+++ Supplied material
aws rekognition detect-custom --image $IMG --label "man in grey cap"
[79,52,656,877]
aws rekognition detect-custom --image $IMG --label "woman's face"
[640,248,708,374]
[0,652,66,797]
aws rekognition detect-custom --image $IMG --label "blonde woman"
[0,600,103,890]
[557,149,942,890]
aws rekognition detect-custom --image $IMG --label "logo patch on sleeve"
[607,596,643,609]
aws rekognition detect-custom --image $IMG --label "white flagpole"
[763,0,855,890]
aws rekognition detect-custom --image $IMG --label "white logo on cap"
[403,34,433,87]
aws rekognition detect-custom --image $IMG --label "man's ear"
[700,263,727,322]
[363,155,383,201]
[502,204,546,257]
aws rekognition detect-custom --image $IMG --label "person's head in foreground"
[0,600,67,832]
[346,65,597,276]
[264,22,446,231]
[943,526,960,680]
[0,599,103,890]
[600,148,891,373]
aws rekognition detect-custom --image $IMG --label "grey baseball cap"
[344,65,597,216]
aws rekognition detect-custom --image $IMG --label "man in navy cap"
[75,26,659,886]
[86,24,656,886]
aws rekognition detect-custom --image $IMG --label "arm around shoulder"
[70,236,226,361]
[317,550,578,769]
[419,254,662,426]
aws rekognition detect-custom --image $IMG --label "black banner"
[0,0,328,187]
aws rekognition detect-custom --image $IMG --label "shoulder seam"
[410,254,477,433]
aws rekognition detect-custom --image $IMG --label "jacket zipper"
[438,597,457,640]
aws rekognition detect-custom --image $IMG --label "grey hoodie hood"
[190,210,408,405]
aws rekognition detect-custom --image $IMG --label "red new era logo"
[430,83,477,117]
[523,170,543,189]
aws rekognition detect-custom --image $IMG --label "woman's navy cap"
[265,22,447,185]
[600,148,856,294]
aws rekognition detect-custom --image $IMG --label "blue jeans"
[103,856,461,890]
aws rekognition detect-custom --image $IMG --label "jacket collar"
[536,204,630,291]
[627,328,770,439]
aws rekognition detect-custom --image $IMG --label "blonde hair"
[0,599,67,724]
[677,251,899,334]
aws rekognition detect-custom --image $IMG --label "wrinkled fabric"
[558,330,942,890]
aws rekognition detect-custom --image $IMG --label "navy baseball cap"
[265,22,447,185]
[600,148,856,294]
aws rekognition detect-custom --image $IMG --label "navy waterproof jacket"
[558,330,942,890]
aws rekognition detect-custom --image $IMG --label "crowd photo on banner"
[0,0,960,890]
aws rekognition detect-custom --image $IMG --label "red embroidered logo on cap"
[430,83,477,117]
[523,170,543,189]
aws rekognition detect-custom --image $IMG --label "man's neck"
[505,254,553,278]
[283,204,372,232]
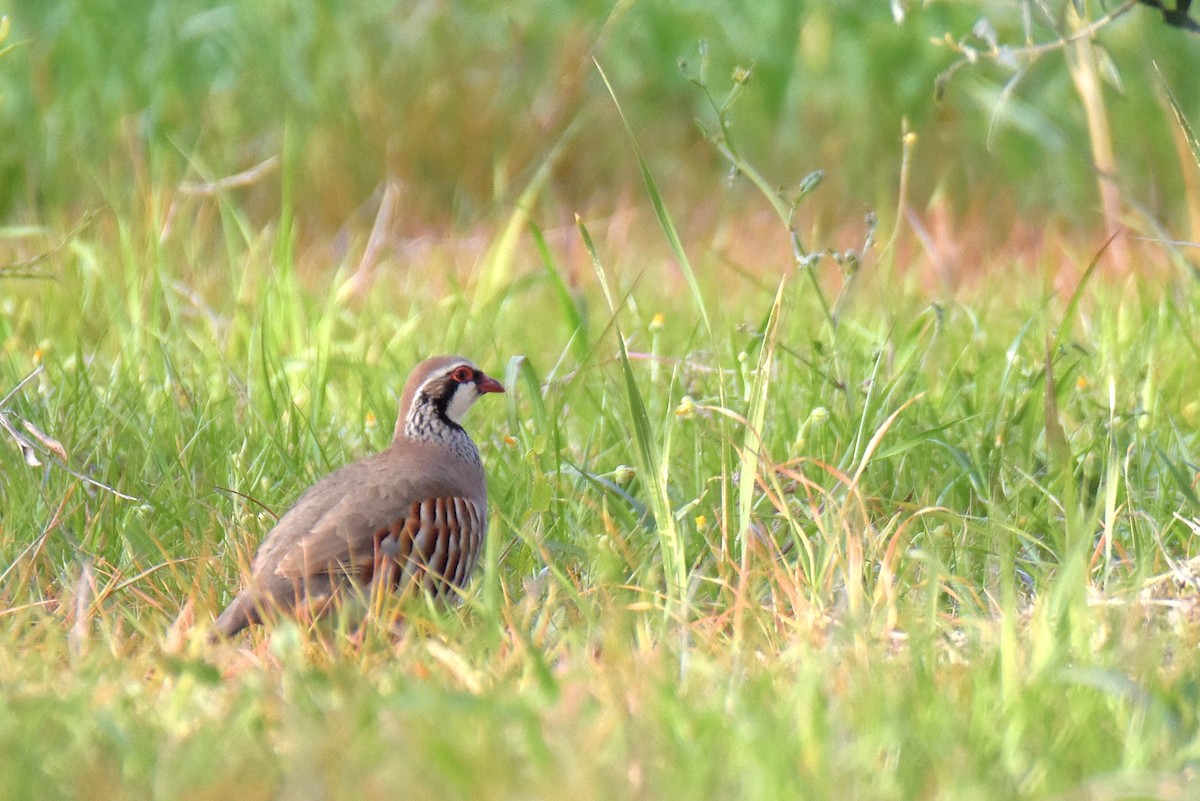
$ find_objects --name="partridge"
[215,356,504,637]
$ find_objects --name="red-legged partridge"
[216,356,504,637]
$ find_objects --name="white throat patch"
[446,381,479,426]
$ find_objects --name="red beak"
[475,373,504,395]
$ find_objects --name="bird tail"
[210,594,260,639]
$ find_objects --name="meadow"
[0,0,1200,801]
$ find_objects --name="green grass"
[0,175,1200,799]
[0,0,1200,801]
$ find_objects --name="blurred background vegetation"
[0,0,1200,266]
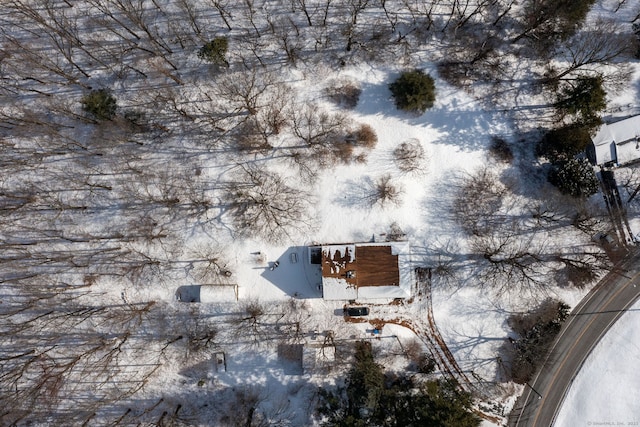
++++++
Challenge -
Quote all of the entries above word for word, leaving out the pictures.

Expected answer -
aws rekognition detect-custom --image $IMG --label "man in grey cap"
[79,52,656,877]
aws rekognition detect-custom --image $IMG --label "woman's face"
[640,248,708,374]
[0,652,66,797]
aws rekognition detect-custom --image $IMG --label "blonde woman"
[0,600,103,890]
[557,149,942,890]
aws rekognition detect-custom --image $IMG --label "logo patch on sleeve"
[607,596,643,609]
aws rekognition detect-custom --image $IMG --label "white flagpole"
[763,0,855,890]
aws rekognition detect-custom --image $IMG --label "white logo on cap"
[403,34,433,87]
aws rekognition detect-custom --image $IMG --label "man's ear"
[700,263,727,322]
[363,155,383,201]
[502,204,546,257]
aws rekognition detect-custom --image $IMG --label "person's head in foreground"
[0,600,67,832]
[346,65,597,276]
[264,22,446,231]
[943,526,960,680]
[0,599,103,890]
[600,148,891,373]
aws rekognition detect-custom --image $IMG --label "grey baseball cap"
[344,65,597,216]
aws rekognition detect-custom --image $IMG --label "man in navy cap"
[75,26,659,886]
[86,24,656,886]
aws rekognition detect-custom --image $IMG --label "arm around shoulder"
[70,236,226,361]
[317,550,578,769]
[419,254,662,426]
aws rekognition detect-custom --image $IMG --label "black banner"
[0,0,328,187]
aws rekognition detect-custom --image $IMG --label "shoulder seam"
[410,254,477,433]
aws rekognition detect-custom --image $IMG --label "jacket zipper"
[438,597,457,640]
aws rekognition detect-custom --image $IMG --label "grey hoodie hood"
[190,210,408,405]
aws rekognition detect-custom --image $IMG --label "red new era logo"
[430,83,477,117]
[523,170,543,189]
aws rekognition detect-custom --image $IMG --label "woman's navy cap"
[265,22,447,185]
[600,148,856,294]
aws rekognition detect-custom --image $IMG --label "blue jeans"
[103,856,461,890]
aws rekognition detect-custom --image $IMG --label "jacket collar"
[536,204,630,291]
[627,328,770,439]
aws rekognition detect-custom --image $IMG --label "blonde hair"
[0,599,67,724]
[677,251,899,334]
aws rekognition detect-custom --image $IMG --label "wrinkled fabric"
[558,330,942,890]
aws rekognition detect-custom --image $IMG --label "navy baseball cap"
[265,22,447,185]
[600,148,856,294]
aws rekognition detect-custom --image $IMG --label "navy waterproof jacket"
[558,330,942,890]
aws rekognition detect-custom --image $IMG --label "crowd photo on banner"
[0,0,960,890]
aws rekognition detect-custom --image $IMG --label "red embroidered logo on cap"
[430,83,477,117]
[523,170,543,189]
aws rekognition detect-custom --image $IMG --label "man's neck"
[505,254,553,278]
[283,204,372,232]
$ find_objects --name="partridge"
[215,356,504,637]
$ find_objects --name="red-legged partridge"
[216,356,504,637]
$ find_objects --name="white throat patch"
[446,381,479,426]
$ find_objects --name="red beak"
[475,373,504,395]
$ find_objects --name="bird tail"
[210,594,260,639]
$ find_objects --name="meadow"
[0,0,1200,801]
$ find_objects --name="green grass"
[0,175,1200,799]
[0,0,1200,801]
$ find_objects --name="blurred background vegetation"
[0,0,1200,266]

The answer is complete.